Excerpt:
□ □ □
Also, never forget that sooner or later you'll have to do a) maintenance and/or b) rehousing - which mean you WILL have to deal (interact) with the T itself at some point in time!

Everyone can give you suggestions, but in the end it's totally up to you what -you- want.

Reactions: Like 3


----------



## qpLMBqp (Nov 6, 2012)

I don't think their brain is big enough to be capable of memory.


----------



## Solucki (Nov 6, 2012)

Storm76 said:


> I could add some suggestion from where I'm sitting at, but alas I think this way makes more sense...
> 
> 
> Make a list what you're looking for in a T:
> ...


Thanks storm
I'm thinking docile or skittish
A burrower
Big webber but I do wanna be able to see my T every once in a while so a hungry hungry hippo would be nice. 
Colorful a plus but not required
Big to huge 
Probably a NW, I'm still new to T's. I mean I'd like a poeci but not ready to get bit by one. 
Fast speed no teleporters
Not looking to spend more than 60 and I don't mind, actually prefer a sling. I like watching them grow.

I'm really looking for something more interesting and hungry than my pet rock/rosie


----------



## aLDoDarK (Nov 6, 2012)

acanthoscurria genus or nhandu genus could be your choices


----------



## Fins (Nov 6, 2012)

GBBs are heavy webbers, decent size, mine is alway ready and perched for a meal & of course they are beautiful.


----------



## Storm76 (Nov 6, 2012)

Fins said:


> GBBs are heavy webbers, decent size, mine is alway ready and perched for a meal & of course they are beautiful.


EDIT! Whoops! I overread "burrower". In that case I'd suggest Ceratogyrus spp. or Augecephalus spp. maybe? But, those ARE old-worlders. There aren't any NWs coming to mind that a) web alot and b) burrow... 

I'd really look for the GBB in your case (Chromatopelma cyaneopubescens) as at least from what I experience wtih my couple here, they DO take to hides and behave a little like a burrower in case you provide one. (In nature they are anyways - just not in captivity). They reach decent sizes and while not being HUGE, they do web a lot and are colorful.
□ □ □
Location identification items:
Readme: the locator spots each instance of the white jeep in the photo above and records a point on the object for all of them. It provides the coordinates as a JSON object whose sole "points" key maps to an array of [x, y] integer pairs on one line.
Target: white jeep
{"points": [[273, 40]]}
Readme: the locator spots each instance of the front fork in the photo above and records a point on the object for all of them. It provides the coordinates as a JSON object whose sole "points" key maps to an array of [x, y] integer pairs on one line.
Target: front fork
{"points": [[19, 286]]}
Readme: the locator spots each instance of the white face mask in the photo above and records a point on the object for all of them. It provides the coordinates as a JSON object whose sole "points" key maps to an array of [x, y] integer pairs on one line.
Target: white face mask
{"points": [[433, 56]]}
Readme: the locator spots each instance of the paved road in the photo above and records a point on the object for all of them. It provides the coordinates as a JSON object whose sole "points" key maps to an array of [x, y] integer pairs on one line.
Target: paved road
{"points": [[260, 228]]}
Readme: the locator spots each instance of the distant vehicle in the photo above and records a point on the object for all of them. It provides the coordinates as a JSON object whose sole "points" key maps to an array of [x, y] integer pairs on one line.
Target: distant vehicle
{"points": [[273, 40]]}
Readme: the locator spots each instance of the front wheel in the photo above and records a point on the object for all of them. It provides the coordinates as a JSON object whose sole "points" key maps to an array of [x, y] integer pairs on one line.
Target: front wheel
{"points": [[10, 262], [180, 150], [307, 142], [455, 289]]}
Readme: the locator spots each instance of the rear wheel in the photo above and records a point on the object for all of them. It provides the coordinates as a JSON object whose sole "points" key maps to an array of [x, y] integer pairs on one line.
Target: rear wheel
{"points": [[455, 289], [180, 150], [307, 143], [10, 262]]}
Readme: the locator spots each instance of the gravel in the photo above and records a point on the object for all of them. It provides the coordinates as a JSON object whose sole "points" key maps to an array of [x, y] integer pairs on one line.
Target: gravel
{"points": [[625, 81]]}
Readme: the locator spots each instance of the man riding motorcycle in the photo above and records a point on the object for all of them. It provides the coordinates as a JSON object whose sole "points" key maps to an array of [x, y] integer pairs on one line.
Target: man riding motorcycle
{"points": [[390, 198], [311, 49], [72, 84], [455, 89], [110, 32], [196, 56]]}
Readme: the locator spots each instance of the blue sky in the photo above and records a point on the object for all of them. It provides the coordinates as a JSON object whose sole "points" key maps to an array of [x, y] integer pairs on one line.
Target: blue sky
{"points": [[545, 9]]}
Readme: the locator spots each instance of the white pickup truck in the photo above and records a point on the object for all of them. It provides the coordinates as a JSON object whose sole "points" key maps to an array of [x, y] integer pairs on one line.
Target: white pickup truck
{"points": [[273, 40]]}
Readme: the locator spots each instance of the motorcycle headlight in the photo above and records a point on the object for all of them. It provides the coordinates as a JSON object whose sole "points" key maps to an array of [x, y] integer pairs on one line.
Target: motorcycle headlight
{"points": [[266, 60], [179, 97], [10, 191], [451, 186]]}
□ □ □
Exercise set:
• 1. Return every line of the listing that contains the string "blue".
• 2. Pick up the tarantula forum thread from its last sentence and keep writing.
The tarantula forum thread and the listing have nothing to do with each other.

Exercise answers:
• 1.
Readme: the locator spots each instance of the blue sky in the photo above and records a point on the object for all of them. It provides the coordinates as a JSON object whose sole "points" key maps to an array of [x, y] integer pairs on one line.
Target: blue sky

• 2.
----------



## vespers (Nov 6, 2012)

Storm76 said:


> There aren't any NWs coming to mind that a) web alot and b) burrow...


Ephebopus murinus. 
But I personally wouldn't recommend one to the novice OP just yet, as they can be a real handful to deal with.


----------



## macbaffo (Nov 6, 2012)

Also usually borrowers are not docile.
A heavy webber that burrows it could be a chilobrachys sp. But it's an OW species.

I wouldn't discard the Chromatopelma cyaneopubescens options. You won't be.disappointed by that species.


----------



## Storm76 (Nov 6, 2012)

vespers said:


> Ephebopus murinus.
> But I personally wouldn't recommend one to the novice OP just yet, as they can be a real handful to deal with.


E. murinus only webs the mound of their burrow some, though - at least those I saw (including my own) didn't web up the whole enclosure.


----------



## Tarac (Nov 6, 2012)

qpLMBqp said:


> I don't think their brain is big enough to be capable of memory.


Probably not since they don't have a brain 

Can be conditioned to some extent.

I second H. incei, lovely little spiders.  Psalmopoeus are also good.  Both are pretty fast.


----------



## vespers (Nov 6, 2012)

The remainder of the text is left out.